(Natural language region descriptions)
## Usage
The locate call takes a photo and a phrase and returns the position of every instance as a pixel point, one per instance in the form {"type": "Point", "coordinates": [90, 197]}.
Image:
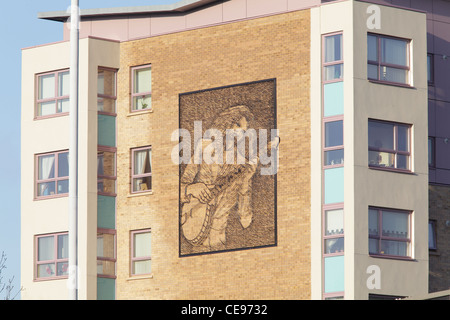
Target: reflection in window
{"type": "Point", "coordinates": [388, 59]}
{"type": "Point", "coordinates": [52, 258]}
{"type": "Point", "coordinates": [106, 253]}
{"type": "Point", "coordinates": [141, 178]}
{"type": "Point", "coordinates": [389, 232]}
{"type": "Point", "coordinates": [141, 252]}
{"type": "Point", "coordinates": [53, 174]}
{"type": "Point", "coordinates": [389, 145]}
{"type": "Point", "coordinates": [334, 231]}
{"type": "Point", "coordinates": [141, 88]}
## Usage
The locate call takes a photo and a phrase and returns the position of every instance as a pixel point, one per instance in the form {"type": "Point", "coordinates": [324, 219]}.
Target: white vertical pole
{"type": "Point", "coordinates": [73, 152]}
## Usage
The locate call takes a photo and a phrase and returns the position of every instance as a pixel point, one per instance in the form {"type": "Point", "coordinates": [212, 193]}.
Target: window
{"type": "Point", "coordinates": [432, 243]}
{"type": "Point", "coordinates": [431, 151]}
{"type": "Point", "coordinates": [106, 171]}
{"type": "Point", "coordinates": [141, 252]}
{"type": "Point", "coordinates": [141, 88]}
{"type": "Point", "coordinates": [430, 68]}
{"type": "Point", "coordinates": [334, 231]}
{"type": "Point", "coordinates": [141, 171]}
{"type": "Point", "coordinates": [389, 232]}
{"type": "Point", "coordinates": [389, 145]}
{"type": "Point", "coordinates": [52, 174]}
{"type": "Point", "coordinates": [106, 253]}
{"type": "Point", "coordinates": [334, 142]}
{"type": "Point", "coordinates": [53, 93]}
{"type": "Point", "coordinates": [388, 59]}
{"type": "Point", "coordinates": [333, 60]}
{"type": "Point", "coordinates": [106, 91]}
{"type": "Point", "coordinates": [52, 256]}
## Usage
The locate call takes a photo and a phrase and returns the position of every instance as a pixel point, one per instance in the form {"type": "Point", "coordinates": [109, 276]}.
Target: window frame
{"type": "Point", "coordinates": [102, 231]}
{"type": "Point", "coordinates": [55, 261]}
{"type": "Point", "coordinates": [56, 98]}
{"type": "Point", "coordinates": [139, 94]}
{"type": "Point", "coordinates": [106, 96]}
{"type": "Point", "coordinates": [380, 236]}
{"type": "Point", "coordinates": [327, 208]}
{"type": "Point", "coordinates": [433, 223]}
{"type": "Point", "coordinates": [432, 144]}
{"type": "Point", "coordinates": [326, 64]}
{"type": "Point", "coordinates": [380, 64]}
{"type": "Point", "coordinates": [134, 259]}
{"type": "Point", "coordinates": [430, 68]}
{"type": "Point", "coordinates": [394, 151]}
{"type": "Point", "coordinates": [139, 176]}
{"type": "Point", "coordinates": [55, 179]}
{"type": "Point", "coordinates": [101, 177]}
{"type": "Point", "coordinates": [327, 120]}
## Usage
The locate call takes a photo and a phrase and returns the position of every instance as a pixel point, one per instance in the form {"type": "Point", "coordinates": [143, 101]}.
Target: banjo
{"type": "Point", "coordinates": [196, 216]}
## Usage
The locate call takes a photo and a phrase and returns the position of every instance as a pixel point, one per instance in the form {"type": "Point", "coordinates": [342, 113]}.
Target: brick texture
{"type": "Point", "coordinates": [240, 52]}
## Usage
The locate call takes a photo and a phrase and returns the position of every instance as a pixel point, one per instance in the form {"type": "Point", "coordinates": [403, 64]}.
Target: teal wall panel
{"type": "Point", "coordinates": [333, 99]}
{"type": "Point", "coordinates": [106, 130]}
{"type": "Point", "coordinates": [106, 212]}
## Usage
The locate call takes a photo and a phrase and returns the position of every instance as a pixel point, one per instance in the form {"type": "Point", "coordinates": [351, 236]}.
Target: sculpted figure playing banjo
{"type": "Point", "coordinates": [211, 191]}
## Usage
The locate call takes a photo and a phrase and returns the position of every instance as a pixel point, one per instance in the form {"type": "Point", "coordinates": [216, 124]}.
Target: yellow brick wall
{"type": "Point", "coordinates": [240, 52]}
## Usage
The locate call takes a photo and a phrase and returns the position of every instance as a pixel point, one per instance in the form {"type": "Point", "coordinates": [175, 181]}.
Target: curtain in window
{"type": "Point", "coordinates": [45, 248]}
{"type": "Point", "coordinates": [142, 248]}
{"type": "Point", "coordinates": [47, 86]}
{"type": "Point", "coordinates": [46, 171]}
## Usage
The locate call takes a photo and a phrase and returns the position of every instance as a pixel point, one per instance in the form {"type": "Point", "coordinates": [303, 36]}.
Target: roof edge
{"type": "Point", "coordinates": [180, 6]}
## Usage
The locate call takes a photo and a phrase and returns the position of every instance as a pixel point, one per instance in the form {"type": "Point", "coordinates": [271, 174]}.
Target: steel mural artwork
{"type": "Point", "coordinates": [228, 160]}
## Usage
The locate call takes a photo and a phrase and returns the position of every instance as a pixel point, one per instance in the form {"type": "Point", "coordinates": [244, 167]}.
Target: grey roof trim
{"type": "Point", "coordinates": [180, 6]}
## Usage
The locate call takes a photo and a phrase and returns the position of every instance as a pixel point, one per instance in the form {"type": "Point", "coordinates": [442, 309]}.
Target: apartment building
{"type": "Point", "coordinates": [346, 203]}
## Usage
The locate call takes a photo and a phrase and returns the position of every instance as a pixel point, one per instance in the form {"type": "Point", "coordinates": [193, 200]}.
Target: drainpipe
{"type": "Point", "coordinates": [73, 152]}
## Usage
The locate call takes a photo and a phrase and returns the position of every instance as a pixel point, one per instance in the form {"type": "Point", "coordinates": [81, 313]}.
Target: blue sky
{"type": "Point", "coordinates": [20, 28]}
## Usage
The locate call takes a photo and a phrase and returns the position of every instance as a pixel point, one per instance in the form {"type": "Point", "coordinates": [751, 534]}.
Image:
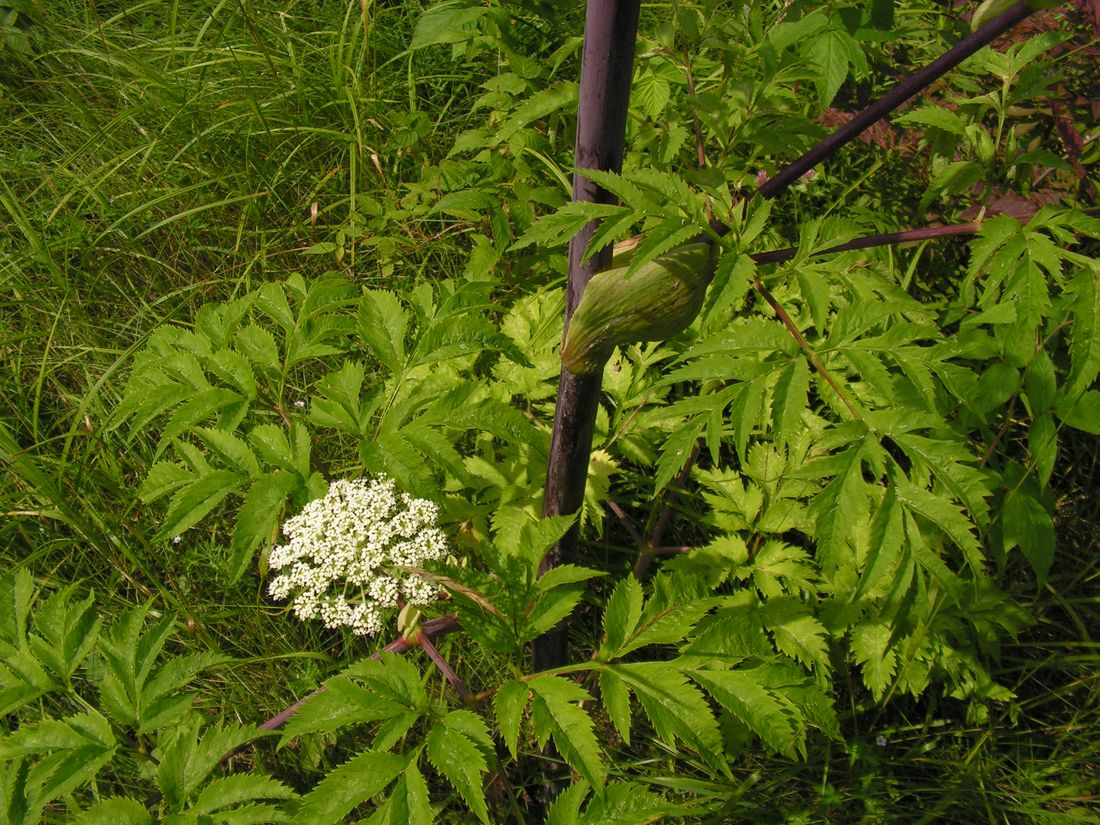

> [TASK DETAILS]: Give the data again exactly, without pictures.

> [SOLUTION]:
## Usage
The locate call takes a photo and a phrase and returns the position of every instance as a pixel point, one per instance in the form {"type": "Point", "coordinates": [90, 197]}.
Image:
Target: reflection in window
{"type": "Point", "coordinates": [388, 59]}
{"type": "Point", "coordinates": [52, 258]}
{"type": "Point", "coordinates": [106, 253]}
{"type": "Point", "coordinates": [141, 178]}
{"type": "Point", "coordinates": [389, 232]}
{"type": "Point", "coordinates": [141, 252]}
{"type": "Point", "coordinates": [53, 174]}
{"type": "Point", "coordinates": [389, 145]}
{"type": "Point", "coordinates": [334, 231]}
{"type": "Point", "coordinates": [141, 88]}
## Usage
The locate call takes a photo and a phrase and returns the position of every instance as a pixel point, one per instance in the form {"type": "Point", "coordinates": [324, 219]}.
Target: white vertical pole
{"type": "Point", "coordinates": [73, 152]}
## Usage
The locate call takes a photo and a phrase and returns the position of every instance as a pixel point, one per instance in the form {"type": "Point", "coordinates": [212, 193]}.
Target: window
{"type": "Point", "coordinates": [432, 243]}
{"type": "Point", "coordinates": [431, 151]}
{"type": "Point", "coordinates": [106, 171]}
{"type": "Point", "coordinates": [141, 252]}
{"type": "Point", "coordinates": [141, 88]}
{"type": "Point", "coordinates": [430, 68]}
{"type": "Point", "coordinates": [334, 231]}
{"type": "Point", "coordinates": [141, 171]}
{"type": "Point", "coordinates": [389, 232]}
{"type": "Point", "coordinates": [389, 145]}
{"type": "Point", "coordinates": [52, 174]}
{"type": "Point", "coordinates": [106, 253]}
{"type": "Point", "coordinates": [334, 142]}
{"type": "Point", "coordinates": [53, 93]}
{"type": "Point", "coordinates": [388, 59]}
{"type": "Point", "coordinates": [333, 60]}
{"type": "Point", "coordinates": [106, 91]}
{"type": "Point", "coordinates": [52, 256]}
## Usage
The locate call takes a photo and a phrase and returns the position of every instance as a pixel point, one per instance in the form {"type": "Point", "coordinates": [109, 276]}.
Target: window frame
{"type": "Point", "coordinates": [102, 231]}
{"type": "Point", "coordinates": [55, 261]}
{"type": "Point", "coordinates": [56, 98]}
{"type": "Point", "coordinates": [139, 94]}
{"type": "Point", "coordinates": [106, 96]}
{"type": "Point", "coordinates": [380, 236]}
{"type": "Point", "coordinates": [327, 208]}
{"type": "Point", "coordinates": [433, 223]}
{"type": "Point", "coordinates": [432, 144]}
{"type": "Point", "coordinates": [326, 64]}
{"type": "Point", "coordinates": [380, 64]}
{"type": "Point", "coordinates": [134, 259]}
{"type": "Point", "coordinates": [430, 68]}
{"type": "Point", "coordinates": [394, 151]}
{"type": "Point", "coordinates": [139, 176]}
{"type": "Point", "coordinates": [55, 179]}
{"type": "Point", "coordinates": [101, 177]}
{"type": "Point", "coordinates": [327, 120]}
## Usage
The locate call takes a photo and a phrase and returns the position of every instance as a pixel point, one per instance in the form {"type": "Point", "coordinates": [143, 101]}.
Target: banjo
{"type": "Point", "coordinates": [196, 216]}
## Usage
The locate call takes a photo and a phrase and returns the position of every instance as a pixel point, one per instance in the form {"type": "Point", "coordinates": [342, 113]}.
Target: brick texture
{"type": "Point", "coordinates": [240, 52]}
## Usage
The locate call takes a photo and a phrase and returns the position of every instance as a pixel point, one per instance in the form {"type": "Point", "coordinates": [403, 64]}.
Target: teal wall panel
{"type": "Point", "coordinates": [333, 99]}
{"type": "Point", "coordinates": [106, 130]}
{"type": "Point", "coordinates": [106, 212]}
## Usage
The locate call takes a photo and a phrase and returns the position of every instance as a pixel point, one per instance in the form {"type": "Point", "coordinates": [351, 236]}.
Target: sculpted figure playing banjo
{"type": "Point", "coordinates": [211, 191]}
## Usage
The locate call takes a photo and a phrase and returns the position of every instance as a pixel point, one per instance in the form {"type": "Point", "coordinates": [216, 124]}.
Target: yellow brick wall
{"type": "Point", "coordinates": [240, 52]}
## Usage
The locate call takes a photo and a phrase and returns the position of every instance as a pixel point, one per instance in the form {"type": "Point", "coordinates": [175, 181]}.
Target: curtain in window
{"type": "Point", "coordinates": [45, 248]}
{"type": "Point", "coordinates": [142, 248]}
{"type": "Point", "coordinates": [47, 86]}
{"type": "Point", "coordinates": [46, 171]}
## Usage
The locate call takes a photo and a phrase and returns the position of every instance as a pixel point, one per instance in the form {"type": "Point", "coordinates": [303, 36]}.
Target: roof edge
{"type": "Point", "coordinates": [180, 6]}
## Usage
The locate call takes a photo and a phrase and returns the position of every instance as a pixel point, one per instance in the form {"type": "Point", "coordinates": [271, 174]}.
Target: steel mural artwork
{"type": "Point", "coordinates": [228, 160]}
## Usage
The locate call takes a photo and a phrase and returns the position of every instance as a pixel point, one per instance in the form {"type": "Point", "coordinates": [244, 167]}.
Target: grey roof trim
{"type": "Point", "coordinates": [180, 6]}
## Usage
The locate call takes a photo and a phrase and returns the position of every instance as a pixel point, one per instance in the form {"type": "Point", "coordinates": [442, 309]}.
Target: apartment building
{"type": "Point", "coordinates": [346, 203]}
## Usage
The locate call takes a photo and a phrase and returns the position of every instance as a pixel point, one per instance in the form {"type": "Point", "coordinates": [193, 200]}.
Target: drainpipe
{"type": "Point", "coordinates": [73, 152]}
## Usage
The locate call takes a photo and a phrase and returns the position of every instance as a pixel point, one per instance in the form {"type": "Point", "coordinates": [81, 313]}.
Target: blue sky
{"type": "Point", "coordinates": [20, 28]}
## Usage
The locate call takes a photo and a phrase and returns the position of every instance as a pixel point, one per instance in the form {"type": "Point", "coordinates": [751, 534]}.
Image:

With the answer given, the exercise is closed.